START Records for processing
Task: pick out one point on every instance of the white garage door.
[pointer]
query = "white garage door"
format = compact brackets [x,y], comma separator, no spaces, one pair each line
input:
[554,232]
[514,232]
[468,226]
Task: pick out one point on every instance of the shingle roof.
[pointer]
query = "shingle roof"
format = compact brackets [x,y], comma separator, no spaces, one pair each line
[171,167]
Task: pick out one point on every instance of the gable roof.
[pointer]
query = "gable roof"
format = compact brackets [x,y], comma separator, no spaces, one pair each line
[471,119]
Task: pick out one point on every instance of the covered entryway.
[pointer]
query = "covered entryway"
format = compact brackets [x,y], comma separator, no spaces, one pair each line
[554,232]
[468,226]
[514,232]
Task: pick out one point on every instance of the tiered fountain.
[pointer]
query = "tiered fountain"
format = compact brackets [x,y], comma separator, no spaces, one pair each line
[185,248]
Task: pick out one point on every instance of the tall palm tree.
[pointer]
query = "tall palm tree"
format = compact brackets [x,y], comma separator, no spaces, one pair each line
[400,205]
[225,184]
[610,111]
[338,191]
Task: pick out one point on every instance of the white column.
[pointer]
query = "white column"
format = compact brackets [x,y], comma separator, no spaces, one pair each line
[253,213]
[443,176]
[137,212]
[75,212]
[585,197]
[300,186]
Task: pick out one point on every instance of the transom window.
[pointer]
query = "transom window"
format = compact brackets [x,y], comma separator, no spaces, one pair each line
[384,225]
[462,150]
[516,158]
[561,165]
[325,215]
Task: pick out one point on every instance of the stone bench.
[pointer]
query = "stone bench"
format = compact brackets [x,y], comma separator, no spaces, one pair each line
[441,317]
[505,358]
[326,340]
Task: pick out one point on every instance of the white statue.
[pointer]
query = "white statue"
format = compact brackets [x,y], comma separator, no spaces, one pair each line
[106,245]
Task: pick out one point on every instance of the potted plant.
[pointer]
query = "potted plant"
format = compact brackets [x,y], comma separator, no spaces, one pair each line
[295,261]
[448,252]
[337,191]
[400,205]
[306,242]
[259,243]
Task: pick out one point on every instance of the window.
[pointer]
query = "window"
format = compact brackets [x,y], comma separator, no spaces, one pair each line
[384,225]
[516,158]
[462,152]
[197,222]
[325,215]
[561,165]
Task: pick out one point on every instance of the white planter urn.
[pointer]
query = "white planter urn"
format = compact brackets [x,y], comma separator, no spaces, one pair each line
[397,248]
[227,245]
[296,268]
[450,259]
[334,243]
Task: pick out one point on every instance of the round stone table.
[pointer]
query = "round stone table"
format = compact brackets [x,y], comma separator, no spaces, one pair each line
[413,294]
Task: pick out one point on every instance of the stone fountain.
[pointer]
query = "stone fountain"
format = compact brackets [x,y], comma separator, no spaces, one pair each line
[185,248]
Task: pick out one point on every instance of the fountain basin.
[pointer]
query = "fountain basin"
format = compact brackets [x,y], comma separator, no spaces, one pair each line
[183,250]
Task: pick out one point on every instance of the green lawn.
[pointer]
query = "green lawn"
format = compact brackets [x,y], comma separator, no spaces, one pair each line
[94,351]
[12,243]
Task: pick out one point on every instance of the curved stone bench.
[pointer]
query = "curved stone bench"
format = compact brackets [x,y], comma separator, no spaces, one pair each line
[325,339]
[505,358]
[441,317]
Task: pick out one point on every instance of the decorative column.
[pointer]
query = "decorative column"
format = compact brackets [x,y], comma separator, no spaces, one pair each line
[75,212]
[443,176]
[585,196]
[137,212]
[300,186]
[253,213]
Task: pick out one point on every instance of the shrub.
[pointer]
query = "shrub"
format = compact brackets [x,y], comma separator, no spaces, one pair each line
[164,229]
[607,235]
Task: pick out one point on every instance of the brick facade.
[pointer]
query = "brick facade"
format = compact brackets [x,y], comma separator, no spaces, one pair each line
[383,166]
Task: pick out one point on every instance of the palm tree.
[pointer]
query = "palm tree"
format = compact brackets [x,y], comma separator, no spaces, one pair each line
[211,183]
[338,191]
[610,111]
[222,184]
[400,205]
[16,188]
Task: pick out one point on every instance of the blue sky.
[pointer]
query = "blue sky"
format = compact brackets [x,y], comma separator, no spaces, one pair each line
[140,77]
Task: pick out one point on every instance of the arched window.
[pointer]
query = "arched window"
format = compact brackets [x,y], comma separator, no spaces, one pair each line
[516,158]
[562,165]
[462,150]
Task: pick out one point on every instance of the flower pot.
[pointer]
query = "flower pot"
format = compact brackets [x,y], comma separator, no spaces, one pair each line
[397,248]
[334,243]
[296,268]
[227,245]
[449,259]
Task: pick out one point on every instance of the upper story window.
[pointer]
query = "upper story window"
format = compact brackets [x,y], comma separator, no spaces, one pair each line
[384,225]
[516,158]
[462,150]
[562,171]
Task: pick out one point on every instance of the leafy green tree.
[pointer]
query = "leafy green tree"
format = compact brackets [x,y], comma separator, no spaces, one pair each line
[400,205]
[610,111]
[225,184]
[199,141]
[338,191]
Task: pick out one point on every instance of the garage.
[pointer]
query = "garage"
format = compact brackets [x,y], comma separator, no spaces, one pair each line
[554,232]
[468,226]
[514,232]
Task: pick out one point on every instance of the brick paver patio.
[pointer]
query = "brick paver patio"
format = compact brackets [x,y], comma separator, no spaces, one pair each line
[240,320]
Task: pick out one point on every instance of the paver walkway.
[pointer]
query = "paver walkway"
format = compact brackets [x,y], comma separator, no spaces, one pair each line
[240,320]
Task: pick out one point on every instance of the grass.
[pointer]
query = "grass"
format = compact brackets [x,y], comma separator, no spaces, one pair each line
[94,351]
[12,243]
END Records for processing
## Assigned task
Every line above that includes the word "bench" must appear in the answer.

## Solution below
Task: pick out one point on every instance of the stone bench.
query = "stone bench"
Task: pick out one point on every instance of the curved stone bench.
query = "curved stone bench"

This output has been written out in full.